**Listed entries:**

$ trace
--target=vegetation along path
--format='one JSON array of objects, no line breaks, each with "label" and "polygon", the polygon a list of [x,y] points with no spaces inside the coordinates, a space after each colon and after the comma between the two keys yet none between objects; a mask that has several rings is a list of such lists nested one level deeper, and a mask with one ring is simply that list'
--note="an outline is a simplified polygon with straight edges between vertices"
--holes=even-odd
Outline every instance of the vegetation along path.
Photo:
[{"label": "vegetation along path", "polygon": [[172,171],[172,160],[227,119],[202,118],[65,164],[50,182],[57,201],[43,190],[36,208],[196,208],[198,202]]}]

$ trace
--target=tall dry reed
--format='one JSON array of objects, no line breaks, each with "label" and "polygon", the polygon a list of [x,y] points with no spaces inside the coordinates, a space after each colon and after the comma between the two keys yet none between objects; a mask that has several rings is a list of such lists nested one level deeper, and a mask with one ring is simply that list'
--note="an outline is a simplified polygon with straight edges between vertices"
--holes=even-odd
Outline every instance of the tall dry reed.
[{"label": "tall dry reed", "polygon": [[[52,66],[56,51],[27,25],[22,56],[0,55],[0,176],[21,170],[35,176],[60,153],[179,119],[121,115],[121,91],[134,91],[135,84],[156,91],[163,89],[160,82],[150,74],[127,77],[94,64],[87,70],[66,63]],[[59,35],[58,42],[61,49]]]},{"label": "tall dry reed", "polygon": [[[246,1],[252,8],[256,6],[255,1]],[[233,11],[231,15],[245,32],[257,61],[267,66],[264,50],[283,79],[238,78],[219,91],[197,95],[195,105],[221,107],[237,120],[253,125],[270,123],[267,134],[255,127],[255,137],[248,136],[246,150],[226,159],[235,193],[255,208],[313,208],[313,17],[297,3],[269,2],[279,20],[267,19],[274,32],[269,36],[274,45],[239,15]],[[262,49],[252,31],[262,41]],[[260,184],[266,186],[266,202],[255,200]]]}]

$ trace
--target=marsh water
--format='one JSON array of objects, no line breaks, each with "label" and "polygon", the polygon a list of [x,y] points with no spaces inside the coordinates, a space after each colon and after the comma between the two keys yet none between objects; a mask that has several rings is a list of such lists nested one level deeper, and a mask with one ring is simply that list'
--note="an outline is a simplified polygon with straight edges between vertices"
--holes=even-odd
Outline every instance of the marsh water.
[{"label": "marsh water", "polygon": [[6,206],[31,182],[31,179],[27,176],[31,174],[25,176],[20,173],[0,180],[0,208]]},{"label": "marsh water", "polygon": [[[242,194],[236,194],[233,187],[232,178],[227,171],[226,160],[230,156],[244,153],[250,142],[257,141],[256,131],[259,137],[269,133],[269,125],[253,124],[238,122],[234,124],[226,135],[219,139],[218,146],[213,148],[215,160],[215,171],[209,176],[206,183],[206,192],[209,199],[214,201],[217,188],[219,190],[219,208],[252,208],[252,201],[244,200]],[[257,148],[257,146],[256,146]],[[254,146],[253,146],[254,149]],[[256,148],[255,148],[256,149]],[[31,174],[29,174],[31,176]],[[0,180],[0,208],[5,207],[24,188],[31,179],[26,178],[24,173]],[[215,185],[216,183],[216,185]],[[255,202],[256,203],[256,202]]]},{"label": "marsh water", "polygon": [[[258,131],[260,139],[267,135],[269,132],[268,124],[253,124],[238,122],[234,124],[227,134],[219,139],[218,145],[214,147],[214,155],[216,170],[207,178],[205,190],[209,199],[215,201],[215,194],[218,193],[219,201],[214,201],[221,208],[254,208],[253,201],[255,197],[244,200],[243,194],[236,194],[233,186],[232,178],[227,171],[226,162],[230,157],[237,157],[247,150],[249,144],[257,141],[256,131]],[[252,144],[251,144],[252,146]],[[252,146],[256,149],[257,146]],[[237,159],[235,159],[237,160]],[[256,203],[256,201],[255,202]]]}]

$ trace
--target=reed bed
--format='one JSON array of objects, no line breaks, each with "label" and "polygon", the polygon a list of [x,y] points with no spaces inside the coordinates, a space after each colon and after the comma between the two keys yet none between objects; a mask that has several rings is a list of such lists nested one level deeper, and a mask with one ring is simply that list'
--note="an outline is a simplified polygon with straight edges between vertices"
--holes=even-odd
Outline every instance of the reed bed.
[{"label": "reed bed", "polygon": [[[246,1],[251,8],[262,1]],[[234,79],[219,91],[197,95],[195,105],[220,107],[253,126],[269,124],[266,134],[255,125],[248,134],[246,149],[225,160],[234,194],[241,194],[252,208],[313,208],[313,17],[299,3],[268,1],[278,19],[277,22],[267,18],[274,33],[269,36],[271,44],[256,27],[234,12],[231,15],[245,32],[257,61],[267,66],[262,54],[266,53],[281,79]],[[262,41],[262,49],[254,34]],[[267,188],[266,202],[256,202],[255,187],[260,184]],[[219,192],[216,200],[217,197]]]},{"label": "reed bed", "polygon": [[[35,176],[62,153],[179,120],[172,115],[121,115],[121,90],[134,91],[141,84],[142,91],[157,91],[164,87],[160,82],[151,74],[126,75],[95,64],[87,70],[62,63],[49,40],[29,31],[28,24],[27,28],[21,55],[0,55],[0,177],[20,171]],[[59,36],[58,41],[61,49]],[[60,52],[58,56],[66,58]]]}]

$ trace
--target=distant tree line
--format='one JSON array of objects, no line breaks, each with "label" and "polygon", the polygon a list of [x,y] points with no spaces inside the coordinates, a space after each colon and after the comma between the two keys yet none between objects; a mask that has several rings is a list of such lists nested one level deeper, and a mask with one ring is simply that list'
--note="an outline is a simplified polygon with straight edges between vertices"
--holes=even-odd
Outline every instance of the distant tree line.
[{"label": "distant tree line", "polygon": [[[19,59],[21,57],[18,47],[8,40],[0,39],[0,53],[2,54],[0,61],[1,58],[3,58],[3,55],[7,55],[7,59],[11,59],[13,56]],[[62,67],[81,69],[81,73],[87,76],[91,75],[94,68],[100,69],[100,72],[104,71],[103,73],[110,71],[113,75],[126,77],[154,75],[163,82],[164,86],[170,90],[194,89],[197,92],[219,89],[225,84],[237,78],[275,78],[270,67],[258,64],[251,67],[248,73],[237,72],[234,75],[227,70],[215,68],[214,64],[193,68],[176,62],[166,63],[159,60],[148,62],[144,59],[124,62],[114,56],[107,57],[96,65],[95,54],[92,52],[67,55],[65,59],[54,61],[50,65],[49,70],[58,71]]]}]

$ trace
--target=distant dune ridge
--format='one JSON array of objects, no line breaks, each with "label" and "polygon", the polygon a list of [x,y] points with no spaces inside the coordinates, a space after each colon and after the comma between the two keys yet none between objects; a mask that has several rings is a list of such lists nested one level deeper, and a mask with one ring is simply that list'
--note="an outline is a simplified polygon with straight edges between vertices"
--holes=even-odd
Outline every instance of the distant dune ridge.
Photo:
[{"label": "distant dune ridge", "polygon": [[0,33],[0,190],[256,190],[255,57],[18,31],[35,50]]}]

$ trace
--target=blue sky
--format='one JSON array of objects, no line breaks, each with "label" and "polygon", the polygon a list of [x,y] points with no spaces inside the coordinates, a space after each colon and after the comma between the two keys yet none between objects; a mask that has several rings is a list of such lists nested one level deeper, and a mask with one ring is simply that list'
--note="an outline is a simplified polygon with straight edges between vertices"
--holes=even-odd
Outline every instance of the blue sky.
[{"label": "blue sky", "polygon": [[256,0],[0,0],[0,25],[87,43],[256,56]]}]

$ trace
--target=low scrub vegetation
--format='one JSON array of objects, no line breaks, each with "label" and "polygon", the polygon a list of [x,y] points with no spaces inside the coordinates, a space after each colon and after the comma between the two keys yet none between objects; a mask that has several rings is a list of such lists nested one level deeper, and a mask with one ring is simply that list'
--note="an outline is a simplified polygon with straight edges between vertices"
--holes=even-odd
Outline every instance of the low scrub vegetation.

**Given task:** Which lines in the records above contain the word "water"? Return every one of them in full.

**Answer in full:**
--target=marsh water
Outline every instance of the marsh water.
[{"label": "marsh water", "polygon": [[6,206],[31,182],[31,179],[27,176],[31,174],[25,176],[20,173],[0,180],[0,208]]},{"label": "marsh water", "polygon": [[[242,194],[236,194],[233,187],[232,178],[227,171],[226,160],[230,156],[244,153],[250,142],[257,141],[256,131],[259,137],[269,133],[269,125],[253,124],[238,122],[234,124],[226,135],[219,139],[218,146],[213,148],[215,160],[215,171],[209,176],[206,183],[206,192],[209,199],[214,201],[217,188],[219,190],[219,208],[252,208],[252,201],[244,200]],[[257,148],[257,146],[256,146]],[[254,146],[253,146],[254,149]],[[256,148],[255,148],[256,149]],[[31,174],[29,174],[31,176]],[[0,180],[0,208],[5,207],[24,188],[31,179],[26,178],[24,173]],[[215,185],[216,183],[216,185]],[[255,202],[256,203],[256,202]]]},{"label": "marsh water", "polygon": [[[258,131],[260,139],[267,135],[269,132],[268,124],[253,124],[238,122],[234,124],[227,134],[219,139],[218,145],[214,147],[214,155],[216,170],[207,178],[205,190],[209,199],[215,201],[215,194],[218,193],[219,201],[214,201],[221,208],[254,208],[253,201],[255,197],[244,200],[243,194],[236,194],[233,186],[232,178],[227,171],[226,162],[230,157],[237,157],[247,150],[249,144],[257,141],[256,131]],[[252,144],[251,144],[252,146]],[[252,146],[256,149],[257,146]],[[237,159],[235,159],[237,160]],[[256,203],[256,201],[255,202]]]}]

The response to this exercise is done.